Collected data
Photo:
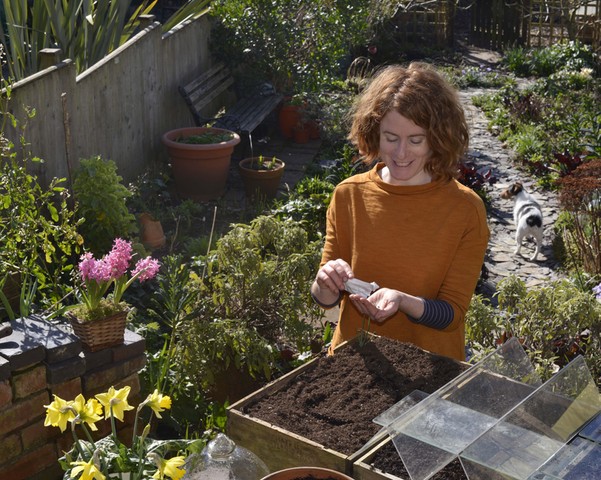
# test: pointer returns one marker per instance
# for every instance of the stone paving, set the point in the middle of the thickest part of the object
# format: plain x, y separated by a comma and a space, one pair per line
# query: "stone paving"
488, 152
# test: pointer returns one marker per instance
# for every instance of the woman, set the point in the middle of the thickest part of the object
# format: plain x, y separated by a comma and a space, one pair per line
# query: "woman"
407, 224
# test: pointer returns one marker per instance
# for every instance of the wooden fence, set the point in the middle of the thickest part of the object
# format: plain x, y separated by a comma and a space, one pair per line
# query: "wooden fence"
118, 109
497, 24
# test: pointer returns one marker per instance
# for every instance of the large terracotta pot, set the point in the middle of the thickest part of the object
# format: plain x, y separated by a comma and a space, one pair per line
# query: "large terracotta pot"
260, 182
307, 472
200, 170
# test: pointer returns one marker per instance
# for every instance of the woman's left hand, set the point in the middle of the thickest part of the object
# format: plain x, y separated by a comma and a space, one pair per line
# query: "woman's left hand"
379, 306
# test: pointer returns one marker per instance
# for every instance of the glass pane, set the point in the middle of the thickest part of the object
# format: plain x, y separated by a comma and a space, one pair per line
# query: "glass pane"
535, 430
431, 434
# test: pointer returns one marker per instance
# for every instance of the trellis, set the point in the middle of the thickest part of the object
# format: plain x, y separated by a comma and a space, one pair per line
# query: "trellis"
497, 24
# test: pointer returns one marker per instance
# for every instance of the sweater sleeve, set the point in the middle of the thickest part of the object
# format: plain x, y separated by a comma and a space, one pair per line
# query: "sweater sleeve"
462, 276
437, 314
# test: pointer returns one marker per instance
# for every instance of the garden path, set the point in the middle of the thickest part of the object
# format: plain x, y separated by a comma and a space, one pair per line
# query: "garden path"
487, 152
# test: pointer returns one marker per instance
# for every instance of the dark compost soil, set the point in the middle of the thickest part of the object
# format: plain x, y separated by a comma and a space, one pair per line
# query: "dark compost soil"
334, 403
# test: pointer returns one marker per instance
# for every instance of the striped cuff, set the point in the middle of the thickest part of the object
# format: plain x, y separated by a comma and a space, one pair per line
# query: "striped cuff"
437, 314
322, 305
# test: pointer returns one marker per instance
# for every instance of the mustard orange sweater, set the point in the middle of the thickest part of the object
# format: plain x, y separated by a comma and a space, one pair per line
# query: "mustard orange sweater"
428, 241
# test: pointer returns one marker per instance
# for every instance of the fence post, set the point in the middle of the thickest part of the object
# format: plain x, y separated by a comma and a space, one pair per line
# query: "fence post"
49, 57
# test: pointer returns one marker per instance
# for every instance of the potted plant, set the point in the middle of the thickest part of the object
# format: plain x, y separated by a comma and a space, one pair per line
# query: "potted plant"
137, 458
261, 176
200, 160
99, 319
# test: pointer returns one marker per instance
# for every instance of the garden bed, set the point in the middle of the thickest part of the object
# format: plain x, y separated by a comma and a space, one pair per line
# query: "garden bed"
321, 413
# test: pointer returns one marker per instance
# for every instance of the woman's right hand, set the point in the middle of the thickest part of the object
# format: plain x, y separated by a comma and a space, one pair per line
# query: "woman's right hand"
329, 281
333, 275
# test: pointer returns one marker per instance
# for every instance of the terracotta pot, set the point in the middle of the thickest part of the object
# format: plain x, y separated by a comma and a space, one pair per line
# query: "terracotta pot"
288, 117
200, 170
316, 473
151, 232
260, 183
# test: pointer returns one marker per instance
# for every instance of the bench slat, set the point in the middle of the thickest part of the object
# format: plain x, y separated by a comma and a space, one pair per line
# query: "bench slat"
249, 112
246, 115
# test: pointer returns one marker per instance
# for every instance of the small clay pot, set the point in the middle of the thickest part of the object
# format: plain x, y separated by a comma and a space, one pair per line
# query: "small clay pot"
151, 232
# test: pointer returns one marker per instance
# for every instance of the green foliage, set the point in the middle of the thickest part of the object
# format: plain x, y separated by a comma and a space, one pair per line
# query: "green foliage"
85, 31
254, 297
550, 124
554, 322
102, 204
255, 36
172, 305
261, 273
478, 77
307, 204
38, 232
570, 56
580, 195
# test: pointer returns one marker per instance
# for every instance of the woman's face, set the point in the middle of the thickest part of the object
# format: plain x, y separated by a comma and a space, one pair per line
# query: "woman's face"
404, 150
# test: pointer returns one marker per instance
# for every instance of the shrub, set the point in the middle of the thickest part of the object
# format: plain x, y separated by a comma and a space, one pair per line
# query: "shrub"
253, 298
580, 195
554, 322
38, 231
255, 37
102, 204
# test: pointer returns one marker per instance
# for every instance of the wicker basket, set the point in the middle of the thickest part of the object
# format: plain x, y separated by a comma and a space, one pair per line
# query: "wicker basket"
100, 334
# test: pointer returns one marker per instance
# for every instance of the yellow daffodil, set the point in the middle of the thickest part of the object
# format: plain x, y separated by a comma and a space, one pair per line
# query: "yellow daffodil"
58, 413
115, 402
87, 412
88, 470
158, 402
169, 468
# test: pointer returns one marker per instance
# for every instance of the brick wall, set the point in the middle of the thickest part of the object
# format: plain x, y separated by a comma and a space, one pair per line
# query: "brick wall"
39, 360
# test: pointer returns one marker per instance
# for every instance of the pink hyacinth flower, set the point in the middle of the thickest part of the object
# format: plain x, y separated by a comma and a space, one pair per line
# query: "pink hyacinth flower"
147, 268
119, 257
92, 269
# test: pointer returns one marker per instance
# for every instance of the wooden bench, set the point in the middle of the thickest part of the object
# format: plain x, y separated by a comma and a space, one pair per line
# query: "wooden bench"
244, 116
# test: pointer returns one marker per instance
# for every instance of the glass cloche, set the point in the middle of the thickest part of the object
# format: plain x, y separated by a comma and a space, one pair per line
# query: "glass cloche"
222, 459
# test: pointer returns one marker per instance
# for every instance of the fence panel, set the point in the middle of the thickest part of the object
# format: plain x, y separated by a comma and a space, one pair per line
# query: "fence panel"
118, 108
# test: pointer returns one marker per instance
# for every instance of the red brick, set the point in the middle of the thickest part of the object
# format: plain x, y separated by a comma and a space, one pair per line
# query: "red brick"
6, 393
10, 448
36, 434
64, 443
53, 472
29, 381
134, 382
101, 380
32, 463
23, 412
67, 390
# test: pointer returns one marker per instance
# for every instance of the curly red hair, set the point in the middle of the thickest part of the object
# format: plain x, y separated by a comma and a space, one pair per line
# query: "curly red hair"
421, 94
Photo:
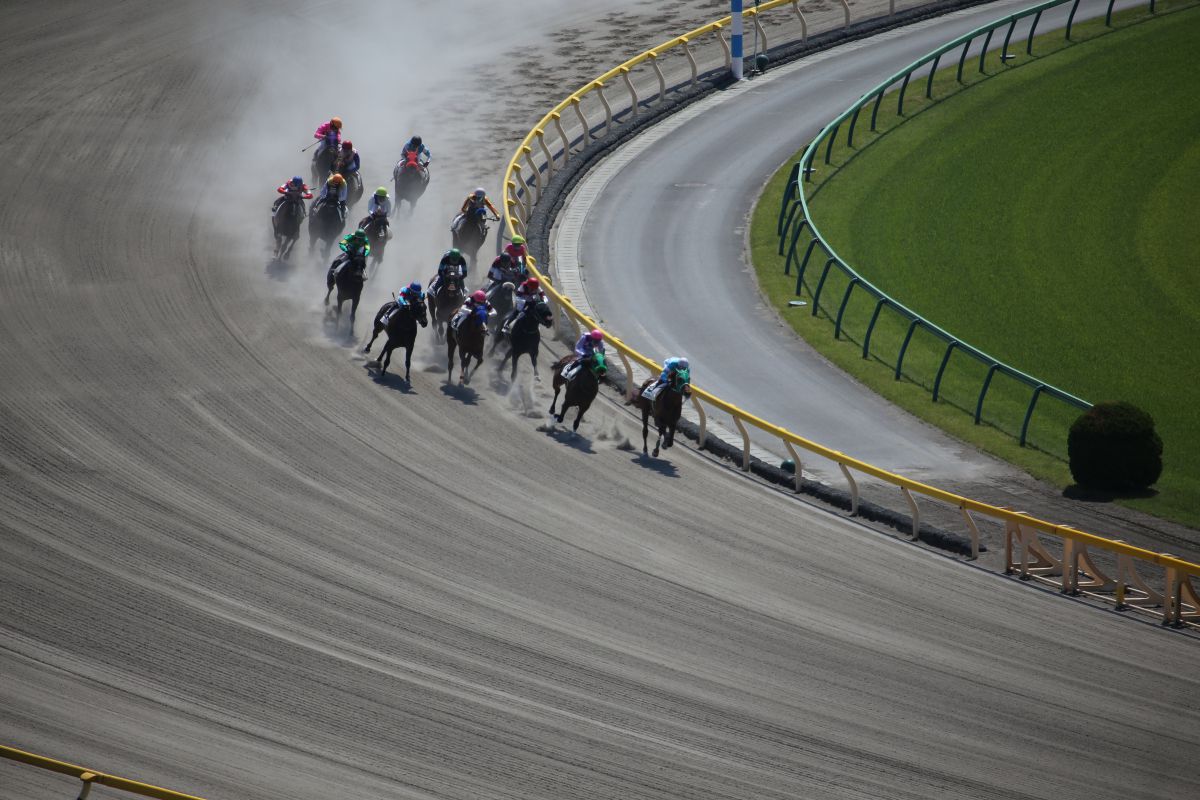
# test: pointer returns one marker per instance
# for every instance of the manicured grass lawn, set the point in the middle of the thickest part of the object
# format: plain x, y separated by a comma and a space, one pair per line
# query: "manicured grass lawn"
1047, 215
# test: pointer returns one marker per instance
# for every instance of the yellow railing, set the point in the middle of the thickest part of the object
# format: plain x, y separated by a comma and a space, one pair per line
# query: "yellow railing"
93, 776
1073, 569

■ **What you have to do**
Reproduce the listing exactly. Leave its pictures out.

■ **Task output**
Photo:
# test: pointer returns one marker per instance
# for every instance of the stone paving, set the point in the middle of the thickest part of the object
# format: plain x, y separated by a comma and a space, one pair per line
# query: "stone paving"
488, 152
# test: pointer returns one marker per instance
# for every instance of the woman, set the point in the middle of the thickest part of the object
# format: plain x, y separated by a comma and a space, one pair per line
# query: "woman"
407, 224
# test: pointer returns one marker per instance
# for every instance of the wooden fence, set the point in the middle of the thickest part of the object
# format: plain x, y separated by a comma and a space, one pair per line
# query: "wooden fence"
118, 109
497, 24
# test: pointer returns one marker per instance
# for every instance of the large terracotta pot, set the point in the middle of the thickest part of the object
# format: plain x, y separated by a comma and a space, one pair per line
# query: "large terracotta pot"
260, 182
307, 472
200, 170
# test: pointer returns one marker per instance
# for every instance of the woman's left hand, set the point in the middle of the thickest part of the object
# format: plain x, y separated by a comma and a space, one pair per line
# query: "woman's left hand"
379, 306
# test: pointer returns one marker per instance
# for every instance of the glass pane, set the point in the middle of the thickest part of the object
# format: plain x, y separated by a comma and a space, one pair per line
# query: "glass pane"
535, 430
431, 434
# test: pointer returns one marker per instance
# for every instance of the trellis, set the point in the middle of the thickest part of the object
# format: plain x, y separated by a comma and a space, one pair per line
# query: "trellis"
497, 24
# test: pointer returns one marker per instance
# for every instance of the sweater sleeve, set the point in the middle of the thickest part of the object
# format: plain x, y separated by a comma and a space, one pair per line
# query: "sweater sleeve"
462, 276
437, 314
# test: pointer returns one marker per instance
# for every instance of the garden path, set the point in the middle of the thickest part of the object
# format: plain x, y separated by a comma and a space, one pair per line
# query: "garden path"
487, 152
# test: pointer returns one marker per instance
# for every instance of the dark compost soil, set the point in the middle of the thickest part of the object
# format: plain x, y separated by a comma and a space, one pair per line
# query: "dark compost soil"
334, 403
# test: pointer returns one marker per instance
# for every instance of the striped cuff, set the point in the middle of the thickest part of the object
# format: plain x, y separated by a comma and a space, one pair per line
# query: "striped cuff"
437, 314
322, 305
# test: pointer returns one marker per instance
# for every instance of the mustard orange sweater, set the point in the middle of the thickest part of the object
# format: plain x, y separated by a comma and a space, one pair per line
# query: "mustard orange sweater"
428, 241
# test: pointer returns one marker per instance
# for every instance of the fence post, set the point in the middle of the thickest part of the object
# format: plain x, y separated by a comma and a space, one pair per line
# query: "fence post"
49, 57
# test: pointer returns one marker per instance
# for every instance of the potted plant, set the point in the middle of the thickest part of the object
# format: plain x, y separated by a comma and a space, one pair per line
# query: "potted plant"
137, 458
261, 176
200, 160
99, 319
# test: pointer returns one marker per instance
# for every instance of the garden bed, set the point in the middle of the thickest part of the object
# format: plain x, y separated by a comma and a space, one pair per line
# query: "garden bed"
321, 413
# test: pointer returns one marker per instance
# for every instance of the woman's right hand, set the point in the middle of the thickest part of the object
# format: plain x, y separated by a comma and a space, one pair per line
# query: "woman's right hand"
329, 281
333, 275
# test: pointer returns one marker per instance
# for every instance of the terracotta pot, set the point in the middle of the thickest part of the object
# format: plain x, y separated by a comma and a space, one pair per line
# query: "terracotta pot"
288, 117
200, 170
316, 473
151, 232
260, 183
# test: pointer returns one marker per instance
# for every instance of the bench slat, set the point in the middle of the thickest part of the object
# format: plain x, y separated by a comma and a space, one pair per line
# query: "bench slat"
249, 112
246, 115
# test: pointer returns one marker per instance
# for every instance of the small clay pot, set the point in the middle of the thickest part of the object
# format: plain x, y separated by a comma and a space, one pair per line
# query: "small clay pot"
151, 232
# test: pointer returns one marker per instance
# for every instance of the green foliage, set the point in the middle of the thickest part of the object
# format: plain x, y separated by a comma and a space, one pair per line
# query: "green foliage"
85, 31
254, 297
550, 124
554, 322
102, 204
255, 36
172, 305
261, 273
478, 77
307, 204
38, 232
570, 56
580, 195
# test: pointer returns one marker per instance
# for every instance of the woman's face, set the point in the middle of the thickest part of the object
# format: plain x, y separated by a comma and a space, one pair per line
# query: "woman's face"
404, 150
# test: pointer returns one marker per instance
# for every instance of the shrub, set the point in the middle of the thickest part of the object
# format: plain x, y separated by a comma and a space, one pair per line
# query: "shrub"
253, 298
580, 195
554, 322
38, 231
255, 37
102, 204
# test: pointer returns one marker per instance
# for every instance of the wicker basket, set the point in the middle of the thickest part of the object
# format: plain x, y separated by a comma and a space, one pair per line
# query: "wicker basket"
100, 334
# test: pointer returns one marker per instance
# for every instance of the yellow daffodil, set the point in the middle of the thickest part of the object
# format: plain x, y separated by a comma and a space, one pair per line
# query: "yellow daffodil"
58, 413
115, 402
87, 412
88, 470
158, 402
169, 468
# test: pointer returns one marker per instance
# for every instance of the brick wall, set the point in the middle of the thickest part of the object
# format: plain x, y separated by a comma and a space, one pair per line
# query: "brick wall"
39, 360
# test: pointer returns one marker per instance
# for every instance of the pink hyacinth flower, set the point in the middle of the thickest part of the object
# format: plain x, y separated by a comma and a space, one pair per line
# query: "pink hyacinth flower"
147, 268
119, 257
92, 269
# test: pointer returns one marker per instance
# for every instance of the wooden bench, set the point in the middle of the thickest part of the object
# format: plain x, y separated by a comma and a space, one pair per line
# query: "wooden bench"
244, 116
# test: pointer returns one marker per instance
# for every instance of the glass cloche, set the point in the middle of the thickest part of the object
# format: plain x, y separated by a comma and a space, one pair per line
# query: "glass cloche"
222, 459
# test: pointer returns one marker per instance
# for every instance of the fence panel, set the point in the middle of the thickest part of the object
# format: plain x, y separated by a comma and a space, one pair per line
# query: "fence panel"
118, 108
# test: pointer returns one marker per instance
# for every instance of the red brick, set the point in the middle of the thickest part of the object
# format: plain x, y separated by a comma and a space, one pair per line
# query: "red brick"
6, 393
10, 448
36, 434
64, 443
53, 472
29, 381
134, 382
101, 380
32, 463
23, 412
67, 390
# test: pointer returns one marker per instance
# for every instance of the curly red hair, set the point in the middle of the thickest part of the object
# format: plain x, y separated by a comma and a space, one pair per line
# query: "curly red hair"
421, 94
Photo:
# test: pointer returns one marker per instance
# for every instance of the manicured grass lawn, set the point in the middle of the thickest part of the object
# format: plain x, y separated by a comma and a space, one pair per line
# query: "manicured grass lawn"
1047, 215
# test: pointer returns one marker per instance
# for every instance of the yellow railing, set the point in the middle of the thickest part of the object
# format: plain x, y separated by a comma and a space, one pair per line
# query: "yellow railing"
93, 776
1073, 569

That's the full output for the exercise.